**Exercise**
With no omissions, write out every record given below.

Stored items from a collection
╭──

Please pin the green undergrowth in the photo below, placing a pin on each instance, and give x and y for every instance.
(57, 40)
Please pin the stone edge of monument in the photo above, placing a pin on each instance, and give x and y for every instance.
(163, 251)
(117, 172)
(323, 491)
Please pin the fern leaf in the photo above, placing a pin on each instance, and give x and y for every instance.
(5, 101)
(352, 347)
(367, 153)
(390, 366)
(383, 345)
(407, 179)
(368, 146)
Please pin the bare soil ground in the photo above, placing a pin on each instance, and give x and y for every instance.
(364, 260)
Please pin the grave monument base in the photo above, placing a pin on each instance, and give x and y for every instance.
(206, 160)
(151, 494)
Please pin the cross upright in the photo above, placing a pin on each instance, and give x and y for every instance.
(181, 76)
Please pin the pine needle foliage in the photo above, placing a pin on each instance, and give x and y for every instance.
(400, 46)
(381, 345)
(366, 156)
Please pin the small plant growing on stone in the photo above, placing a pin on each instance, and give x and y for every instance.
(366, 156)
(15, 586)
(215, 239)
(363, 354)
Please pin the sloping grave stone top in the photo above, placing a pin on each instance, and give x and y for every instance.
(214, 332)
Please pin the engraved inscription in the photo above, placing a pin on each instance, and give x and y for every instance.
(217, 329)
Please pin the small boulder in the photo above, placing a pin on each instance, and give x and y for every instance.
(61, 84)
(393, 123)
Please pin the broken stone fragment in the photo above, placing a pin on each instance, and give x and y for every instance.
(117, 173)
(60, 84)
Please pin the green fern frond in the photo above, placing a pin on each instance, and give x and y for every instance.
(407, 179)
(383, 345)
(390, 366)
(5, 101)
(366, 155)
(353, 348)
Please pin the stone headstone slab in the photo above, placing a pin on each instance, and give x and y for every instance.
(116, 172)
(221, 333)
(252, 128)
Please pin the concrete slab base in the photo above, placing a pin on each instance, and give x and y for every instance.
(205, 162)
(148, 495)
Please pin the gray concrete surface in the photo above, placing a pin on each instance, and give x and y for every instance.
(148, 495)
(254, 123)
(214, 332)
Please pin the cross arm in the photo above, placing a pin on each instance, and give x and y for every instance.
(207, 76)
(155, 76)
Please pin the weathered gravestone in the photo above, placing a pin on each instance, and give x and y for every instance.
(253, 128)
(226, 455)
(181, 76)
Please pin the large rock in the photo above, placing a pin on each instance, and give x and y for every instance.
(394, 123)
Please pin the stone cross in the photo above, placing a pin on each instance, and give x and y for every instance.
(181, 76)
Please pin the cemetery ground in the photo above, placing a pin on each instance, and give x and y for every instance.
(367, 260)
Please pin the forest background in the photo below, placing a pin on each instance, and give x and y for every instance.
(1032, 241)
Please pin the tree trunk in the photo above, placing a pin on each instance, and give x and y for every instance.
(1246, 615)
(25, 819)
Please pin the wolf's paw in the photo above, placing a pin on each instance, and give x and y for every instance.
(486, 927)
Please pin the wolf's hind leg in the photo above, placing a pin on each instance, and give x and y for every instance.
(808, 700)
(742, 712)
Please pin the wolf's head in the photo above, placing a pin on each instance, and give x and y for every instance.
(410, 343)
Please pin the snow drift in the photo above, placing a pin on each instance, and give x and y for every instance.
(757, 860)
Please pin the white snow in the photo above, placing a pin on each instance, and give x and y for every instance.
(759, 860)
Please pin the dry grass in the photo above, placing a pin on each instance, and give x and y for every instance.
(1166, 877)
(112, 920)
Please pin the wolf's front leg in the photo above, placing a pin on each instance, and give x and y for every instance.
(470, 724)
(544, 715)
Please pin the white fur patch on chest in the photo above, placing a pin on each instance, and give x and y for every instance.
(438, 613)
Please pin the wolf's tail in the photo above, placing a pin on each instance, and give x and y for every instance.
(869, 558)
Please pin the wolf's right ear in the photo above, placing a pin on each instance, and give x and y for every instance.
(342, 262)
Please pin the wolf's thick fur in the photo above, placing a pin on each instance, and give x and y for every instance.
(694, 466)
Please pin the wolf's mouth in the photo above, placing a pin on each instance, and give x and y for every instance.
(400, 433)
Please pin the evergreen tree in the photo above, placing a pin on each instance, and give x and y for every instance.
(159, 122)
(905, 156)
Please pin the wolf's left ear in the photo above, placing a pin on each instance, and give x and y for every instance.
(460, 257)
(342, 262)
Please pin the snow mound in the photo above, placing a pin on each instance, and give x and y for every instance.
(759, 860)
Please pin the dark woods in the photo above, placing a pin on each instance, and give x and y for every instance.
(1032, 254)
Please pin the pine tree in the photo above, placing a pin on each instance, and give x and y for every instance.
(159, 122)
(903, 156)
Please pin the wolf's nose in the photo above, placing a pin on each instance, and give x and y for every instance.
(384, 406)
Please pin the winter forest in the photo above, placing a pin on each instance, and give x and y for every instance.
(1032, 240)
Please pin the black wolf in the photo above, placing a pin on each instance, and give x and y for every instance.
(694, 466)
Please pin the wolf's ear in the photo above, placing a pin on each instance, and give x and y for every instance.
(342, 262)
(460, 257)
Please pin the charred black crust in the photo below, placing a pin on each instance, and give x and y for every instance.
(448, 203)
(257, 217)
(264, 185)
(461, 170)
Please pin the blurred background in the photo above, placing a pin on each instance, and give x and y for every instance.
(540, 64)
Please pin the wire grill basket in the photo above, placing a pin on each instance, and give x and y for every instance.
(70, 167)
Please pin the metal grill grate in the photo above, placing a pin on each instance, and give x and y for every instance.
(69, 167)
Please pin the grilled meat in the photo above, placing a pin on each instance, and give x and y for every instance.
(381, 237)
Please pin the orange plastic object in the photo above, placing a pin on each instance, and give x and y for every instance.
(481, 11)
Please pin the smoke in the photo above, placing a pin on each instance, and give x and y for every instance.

╰──

**Answer to this problem**
Please pin the green undergrowth in the photo below, placing a pin on each instance, and give x and y for every instance.
(57, 40)
Please pin the stone edge of monument in the photo above, placing a pin on each instance, and give x and y for every instance.
(163, 251)
(117, 172)
(323, 491)
Please pin the fern leaf in the photo above, placing a pin on each instance, and give x and y for every instance.
(5, 101)
(352, 347)
(367, 153)
(390, 366)
(383, 345)
(407, 179)
(368, 146)
Please pin the bare soil ground in the photo above, placing a pin on each instance, and give x and y for every instance.
(364, 260)
Please pin the grave monument base in the photo above, placing a pin on each instance, and give x and y for every instance.
(206, 160)
(151, 494)
Please pin the cross upright in the photo above, placing a pin on each instance, and give x and y for every instance.
(181, 76)
Please pin the pine needle foliage in the photo above, placing a pin on each instance, and give x and y for every instance.
(400, 46)
(381, 345)
(366, 156)
Please pin the small plant growing on stone in the photo above, placing a pin on each instance, and give x and y for every instance.
(366, 156)
(15, 586)
(215, 239)
(363, 354)
Please pin the sloping grave stone top in the photo above, placing a pin on each instance, and give x and y for every instance.
(214, 332)
Please pin the engraved inscription in the photo above, placing a pin on each instance, and give x and y for every instance.
(217, 329)
Please pin the small boulder in the photo above, placing a pin on each instance, and give x and y for every instance.
(61, 84)
(393, 123)
Please pin the broken stone fragment in the photo above, placing a pin on each instance, and give x and y for every instance.
(117, 173)
(60, 84)
Please pin the green fern frond in the photo above, placing a pin on each instance, and give x and y for every instance.
(407, 179)
(383, 345)
(390, 366)
(5, 101)
(366, 155)
(353, 348)
Please pin the stone headstone slab in the photo above, placing a pin on each instance, and give x and y for every instance.
(116, 172)
(221, 333)
(252, 128)
Please pin the concrete slab base in the photo above, placing a pin on each instance, and give x and y for every instance.
(205, 162)
(148, 495)
Please pin the gray concrete surface in the photo above, placing a pin on each instance, and give x and y for every instance.
(148, 495)
(254, 123)
(214, 332)
Please pin the cross arm in the photo above, placing a pin on each instance, and give x and y for every instance.
(207, 76)
(155, 76)
Please pin the weathered gravestone in the photo above, placing a pin on each instance, and give x and y for every instance.
(253, 128)
(226, 455)
(181, 76)
Please pin the large rock in the photo above, placing a pin on each instance, and give x and y for every instance.
(394, 123)
Please pin the stone cross in the photo above, placing a pin on each instance, and give x and y for every instance.
(181, 76)
Please pin the cemetery ground in the photo above, placing a pin on each instance, and give x and y for every instance.
(367, 260)
Please pin the forest background in the photo below, placing a pin on each instance, and give x and y for every instance.
(1032, 241)
Please pin the tree trunk in the photo above, placing a pin on each instance, and give x and y for every instance.
(1246, 615)
(25, 819)
Please pin the wolf's paw in the photo above, placing a pin on each instance, and give x and y for every instance.
(486, 927)
Please pin the wolf's hind leg in the photo above, placing a pin on each instance, and give x and y for every instance.
(808, 700)
(742, 712)
Please pin the wolf's head in the photo above, placing a pin on each instance, and give x and y for every instance.
(410, 343)
Please pin the snow drift in the photo above, placing a pin on each instance, and give x and y for every instance.
(757, 860)
Please pin the white snow in the photo above, placing a pin on each instance, and give x and y for every instance.
(759, 860)
Please pin the dry grass in the photo above, placing a pin on each instance, and give x and y for every instance.
(1166, 877)
(112, 920)
Please pin the wolf's front leg in the photo above, placing a pin on each instance, and give x and y for every instance.
(470, 724)
(544, 715)
Please pin the white fur patch on chest in the photo above, placing a pin on each instance, and give x and y for every instance.
(438, 613)
Please pin the wolf's tail in the photo above, placing a pin on each instance, and give x and y for every instance.
(869, 558)
Please pin the wolf's right ear in the photo above, placing a pin on each instance, and give x and y for every instance.
(342, 262)
Please pin the wolf's thick fur in the photo above, placing a pin on each instance, and give x and y for every instance.
(694, 466)
Please pin the wolf's mouth in the photo above, placing a pin on each instance, and give x and y for every instance.
(400, 433)
Please pin the evergreen tree in the photo above, placing a pin on each instance, and give x and y for every instance.
(159, 122)
(905, 156)
Please pin the wolf's left ear in the photo above, placing a pin on each instance, and give x and y for every instance.
(460, 257)
(342, 262)
Please pin the snow mound in the photo above, placing a pin on each instance, and give x and y for every instance.
(759, 860)
Please pin the dark woods in the photo above, placing a pin on each instance, and give x and y for every instance.
(1032, 254)
Please pin the pine tree in the photo above, placing a pin on each instance, and give x and y for every instance.
(159, 122)
(903, 156)
Please pin the wolf's nose in the photo above, placing a pin on each instance, and give x and y for every instance.
(384, 406)
Please pin the winter forest in the photo above, placing a pin on each instance, and give x and y for every instance.
(1032, 240)
Please pin the black wolf in the photo above, placing a pin on each instance, and give x and y for every instance.
(694, 466)
Please pin the wolf's ear in the photo above, placing a pin on each instance, and give x and y for every instance.
(342, 262)
(460, 257)
Please pin the charred black crust in the photo below, placing a pin on each instance, and give x and y for every instance.
(448, 203)
(257, 217)
(264, 185)
(461, 170)
Please pin the blurred background in the photo above, placing a pin on each instance, and give x and y for every instance.
(540, 64)
Please pin the wire grill basket in the photo above, placing a pin on each instance, and give x and y for every instance.
(70, 167)
Please pin the metal grill grate in the photo above, placing a pin on each instance, and give x and y for every instance.
(69, 167)
Please pin the grilled meat in the photo above, placing a pin on each instance, and give x and y for every instance.
(381, 237)
Please pin the orange plastic object in the photo above, placing a pin on each instance, and give x and y for every instance.
(481, 11)
Please pin the smoke in the photo above, placing a pin on each instance, and give x and y for every instance.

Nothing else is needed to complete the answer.